DIRECTIONS
Write out the stretch of the material below from the line containing "on sidewalk on this basis." through the last line of the material as a numbered list, omitting any blank lines.
######
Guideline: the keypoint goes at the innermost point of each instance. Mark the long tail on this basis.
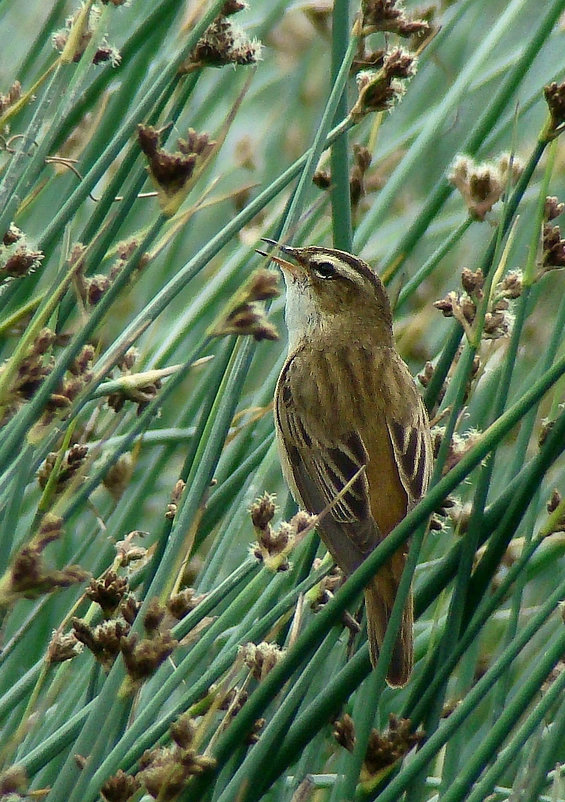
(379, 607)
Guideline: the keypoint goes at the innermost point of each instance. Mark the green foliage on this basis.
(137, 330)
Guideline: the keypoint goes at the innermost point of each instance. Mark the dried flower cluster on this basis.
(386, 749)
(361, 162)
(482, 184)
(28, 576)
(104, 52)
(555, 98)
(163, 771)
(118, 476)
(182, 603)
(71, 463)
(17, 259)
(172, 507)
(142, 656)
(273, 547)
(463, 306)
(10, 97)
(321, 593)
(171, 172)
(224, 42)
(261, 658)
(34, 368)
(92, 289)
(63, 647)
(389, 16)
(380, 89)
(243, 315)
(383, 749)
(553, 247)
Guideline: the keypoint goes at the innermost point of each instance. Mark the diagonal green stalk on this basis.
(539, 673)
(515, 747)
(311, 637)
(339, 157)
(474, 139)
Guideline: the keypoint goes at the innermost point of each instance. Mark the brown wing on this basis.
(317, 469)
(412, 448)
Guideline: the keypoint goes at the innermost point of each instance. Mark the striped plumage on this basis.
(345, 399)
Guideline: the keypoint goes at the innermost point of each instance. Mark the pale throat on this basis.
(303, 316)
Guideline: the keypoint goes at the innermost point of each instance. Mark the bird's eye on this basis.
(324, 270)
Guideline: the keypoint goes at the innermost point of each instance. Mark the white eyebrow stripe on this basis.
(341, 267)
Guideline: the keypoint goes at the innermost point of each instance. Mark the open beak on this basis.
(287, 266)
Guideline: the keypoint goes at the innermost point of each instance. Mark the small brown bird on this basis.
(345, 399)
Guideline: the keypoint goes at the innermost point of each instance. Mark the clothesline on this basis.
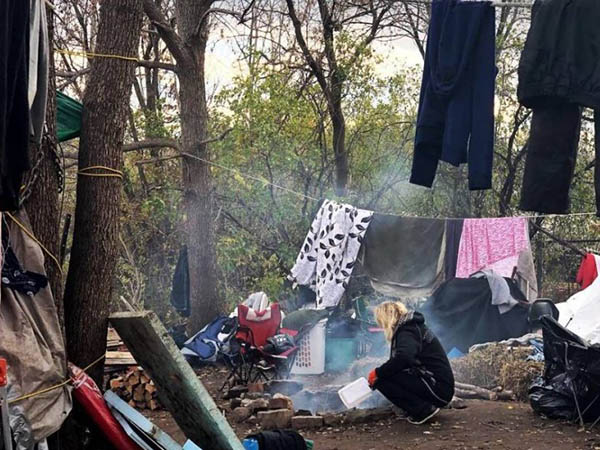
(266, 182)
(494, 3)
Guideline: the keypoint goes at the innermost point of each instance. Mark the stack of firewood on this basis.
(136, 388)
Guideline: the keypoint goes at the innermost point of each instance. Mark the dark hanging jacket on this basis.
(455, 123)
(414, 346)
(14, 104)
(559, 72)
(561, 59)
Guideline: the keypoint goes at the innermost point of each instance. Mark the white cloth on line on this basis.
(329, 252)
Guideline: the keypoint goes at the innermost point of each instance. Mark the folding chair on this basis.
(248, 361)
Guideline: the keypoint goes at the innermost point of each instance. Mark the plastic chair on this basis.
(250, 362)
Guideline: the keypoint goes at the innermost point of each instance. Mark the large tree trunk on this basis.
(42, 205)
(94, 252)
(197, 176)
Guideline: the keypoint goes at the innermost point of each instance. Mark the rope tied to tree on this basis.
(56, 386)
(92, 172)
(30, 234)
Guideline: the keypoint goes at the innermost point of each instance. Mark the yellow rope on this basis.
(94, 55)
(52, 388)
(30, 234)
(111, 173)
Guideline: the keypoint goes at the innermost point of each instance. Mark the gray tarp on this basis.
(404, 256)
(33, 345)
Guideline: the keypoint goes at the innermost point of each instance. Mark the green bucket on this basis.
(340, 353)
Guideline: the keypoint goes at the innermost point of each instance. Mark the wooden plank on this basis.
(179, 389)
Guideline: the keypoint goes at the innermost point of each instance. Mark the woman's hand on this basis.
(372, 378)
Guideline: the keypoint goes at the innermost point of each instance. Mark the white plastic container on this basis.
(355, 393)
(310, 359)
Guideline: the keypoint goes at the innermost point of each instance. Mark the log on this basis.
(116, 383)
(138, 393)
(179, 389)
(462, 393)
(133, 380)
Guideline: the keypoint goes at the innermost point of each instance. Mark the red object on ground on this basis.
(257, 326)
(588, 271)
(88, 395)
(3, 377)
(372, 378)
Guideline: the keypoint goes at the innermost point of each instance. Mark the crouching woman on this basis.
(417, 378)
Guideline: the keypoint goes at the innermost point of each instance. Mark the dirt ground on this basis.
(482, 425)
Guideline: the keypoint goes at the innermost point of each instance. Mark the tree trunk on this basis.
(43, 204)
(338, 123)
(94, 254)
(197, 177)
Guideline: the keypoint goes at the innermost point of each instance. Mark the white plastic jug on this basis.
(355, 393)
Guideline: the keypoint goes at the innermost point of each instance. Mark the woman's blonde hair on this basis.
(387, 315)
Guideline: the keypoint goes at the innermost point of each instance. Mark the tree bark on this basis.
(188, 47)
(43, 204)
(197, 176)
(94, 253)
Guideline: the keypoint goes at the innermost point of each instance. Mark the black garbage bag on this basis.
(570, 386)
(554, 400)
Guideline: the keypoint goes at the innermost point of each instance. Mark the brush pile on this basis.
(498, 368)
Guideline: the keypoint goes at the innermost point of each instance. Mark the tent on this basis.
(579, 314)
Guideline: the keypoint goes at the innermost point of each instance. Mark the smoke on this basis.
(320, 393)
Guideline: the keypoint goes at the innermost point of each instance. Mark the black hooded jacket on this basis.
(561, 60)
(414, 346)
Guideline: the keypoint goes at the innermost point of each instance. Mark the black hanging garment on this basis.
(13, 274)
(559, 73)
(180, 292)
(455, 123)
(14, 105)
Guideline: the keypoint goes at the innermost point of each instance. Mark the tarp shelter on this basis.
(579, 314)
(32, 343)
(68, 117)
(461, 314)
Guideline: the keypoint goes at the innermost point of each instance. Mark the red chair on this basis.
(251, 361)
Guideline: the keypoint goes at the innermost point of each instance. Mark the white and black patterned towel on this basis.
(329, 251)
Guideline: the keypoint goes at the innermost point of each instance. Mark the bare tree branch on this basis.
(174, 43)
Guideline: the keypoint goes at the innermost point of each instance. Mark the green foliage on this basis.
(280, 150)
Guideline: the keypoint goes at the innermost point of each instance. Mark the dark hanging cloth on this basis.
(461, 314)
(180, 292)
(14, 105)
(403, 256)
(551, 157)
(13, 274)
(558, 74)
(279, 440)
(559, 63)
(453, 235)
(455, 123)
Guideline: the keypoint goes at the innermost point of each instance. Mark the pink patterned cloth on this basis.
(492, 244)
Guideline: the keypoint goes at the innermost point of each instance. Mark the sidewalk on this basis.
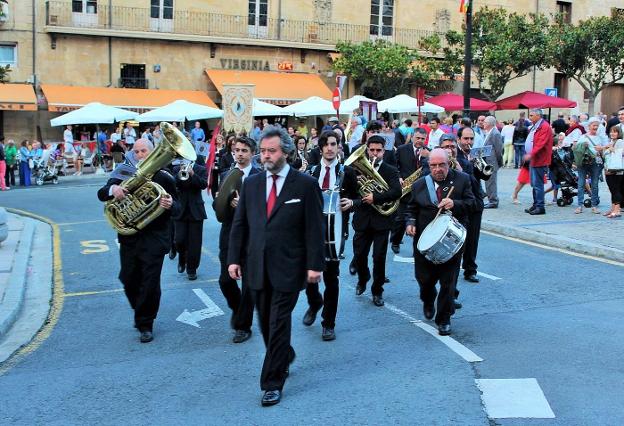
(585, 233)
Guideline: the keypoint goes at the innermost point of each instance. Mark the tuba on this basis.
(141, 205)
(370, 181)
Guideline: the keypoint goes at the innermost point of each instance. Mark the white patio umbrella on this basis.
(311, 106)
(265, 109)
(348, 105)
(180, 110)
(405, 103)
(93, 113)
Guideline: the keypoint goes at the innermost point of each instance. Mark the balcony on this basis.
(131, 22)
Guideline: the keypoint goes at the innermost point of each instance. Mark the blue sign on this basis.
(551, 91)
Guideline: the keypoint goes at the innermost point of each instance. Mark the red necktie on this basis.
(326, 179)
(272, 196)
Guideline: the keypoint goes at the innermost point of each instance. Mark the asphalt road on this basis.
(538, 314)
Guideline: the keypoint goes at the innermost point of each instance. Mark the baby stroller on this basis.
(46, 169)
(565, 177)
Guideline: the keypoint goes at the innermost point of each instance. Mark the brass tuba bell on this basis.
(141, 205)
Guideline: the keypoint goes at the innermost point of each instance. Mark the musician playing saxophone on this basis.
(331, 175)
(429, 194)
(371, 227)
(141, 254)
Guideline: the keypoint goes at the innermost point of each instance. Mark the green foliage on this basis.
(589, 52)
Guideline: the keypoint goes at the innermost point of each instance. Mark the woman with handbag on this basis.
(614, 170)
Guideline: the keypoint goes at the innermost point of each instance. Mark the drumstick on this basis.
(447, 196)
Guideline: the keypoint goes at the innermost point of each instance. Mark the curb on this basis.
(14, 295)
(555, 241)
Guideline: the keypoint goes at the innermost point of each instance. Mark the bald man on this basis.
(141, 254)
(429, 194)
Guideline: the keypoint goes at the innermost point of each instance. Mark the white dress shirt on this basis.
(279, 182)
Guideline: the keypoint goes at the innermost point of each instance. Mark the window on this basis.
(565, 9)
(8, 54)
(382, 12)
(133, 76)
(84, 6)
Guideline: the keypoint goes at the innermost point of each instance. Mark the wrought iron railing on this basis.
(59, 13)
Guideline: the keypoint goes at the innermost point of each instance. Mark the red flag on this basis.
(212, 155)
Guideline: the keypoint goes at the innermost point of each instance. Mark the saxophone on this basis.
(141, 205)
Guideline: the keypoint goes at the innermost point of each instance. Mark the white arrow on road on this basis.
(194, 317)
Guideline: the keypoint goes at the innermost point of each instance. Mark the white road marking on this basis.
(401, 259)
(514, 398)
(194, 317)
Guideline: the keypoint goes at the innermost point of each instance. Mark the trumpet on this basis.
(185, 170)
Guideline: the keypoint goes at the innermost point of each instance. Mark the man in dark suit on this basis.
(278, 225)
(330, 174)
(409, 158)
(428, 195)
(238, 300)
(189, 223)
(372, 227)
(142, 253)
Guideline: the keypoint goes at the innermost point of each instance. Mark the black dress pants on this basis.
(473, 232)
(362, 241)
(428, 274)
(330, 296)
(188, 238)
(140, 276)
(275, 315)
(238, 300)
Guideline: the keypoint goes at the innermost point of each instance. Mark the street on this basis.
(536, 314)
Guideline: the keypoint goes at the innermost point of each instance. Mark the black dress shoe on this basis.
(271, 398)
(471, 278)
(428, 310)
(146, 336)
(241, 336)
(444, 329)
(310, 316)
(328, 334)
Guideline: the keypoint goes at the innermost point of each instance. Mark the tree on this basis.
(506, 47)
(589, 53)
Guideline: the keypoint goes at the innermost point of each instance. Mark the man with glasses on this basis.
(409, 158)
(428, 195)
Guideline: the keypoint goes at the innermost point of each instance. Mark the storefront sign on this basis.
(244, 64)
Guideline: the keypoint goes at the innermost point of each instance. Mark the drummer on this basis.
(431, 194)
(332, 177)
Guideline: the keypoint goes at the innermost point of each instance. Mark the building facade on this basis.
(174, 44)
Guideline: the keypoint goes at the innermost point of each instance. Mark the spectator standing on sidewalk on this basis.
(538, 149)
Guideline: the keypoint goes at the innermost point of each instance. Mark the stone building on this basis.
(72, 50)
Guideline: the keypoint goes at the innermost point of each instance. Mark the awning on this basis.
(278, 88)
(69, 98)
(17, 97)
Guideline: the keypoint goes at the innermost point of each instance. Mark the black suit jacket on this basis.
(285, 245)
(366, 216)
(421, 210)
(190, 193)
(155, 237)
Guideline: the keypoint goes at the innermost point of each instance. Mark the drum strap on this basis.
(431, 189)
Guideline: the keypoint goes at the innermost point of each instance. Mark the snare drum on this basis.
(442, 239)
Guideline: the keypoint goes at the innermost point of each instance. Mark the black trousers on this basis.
######
FULL ANSWER
1. Guideline: the keypoint goes at the innermost point of each instance. Mark the spectator standing on sidewalk on this basis.
2. (538, 149)
3. Guideline: the keypoint goes at the innermost point of each instance. Mark the stone building on this basis.
4. (72, 50)
5. Guideline: the keypoint goes at the innermost point of each instance. Mark the awning on this basis.
6. (278, 88)
7. (69, 98)
8. (17, 97)
9. Guideline: the keypoint goes at the innermost point of each instance. Mark the black suit jacket on this basis.
10. (285, 245)
11. (366, 216)
12. (421, 210)
13. (190, 193)
14. (155, 237)
15. Guideline: the keypoint goes at the innermost point of each instance. Mark the drum strap on this basis.
16. (431, 189)
17. Guideline: the keypoint goes at the innermost point of each instance. Mark the snare drum on this basis.
18. (442, 239)
19. Guideline: the keypoint goes at the innermost point of each instance. Mark the black trousers on this basis.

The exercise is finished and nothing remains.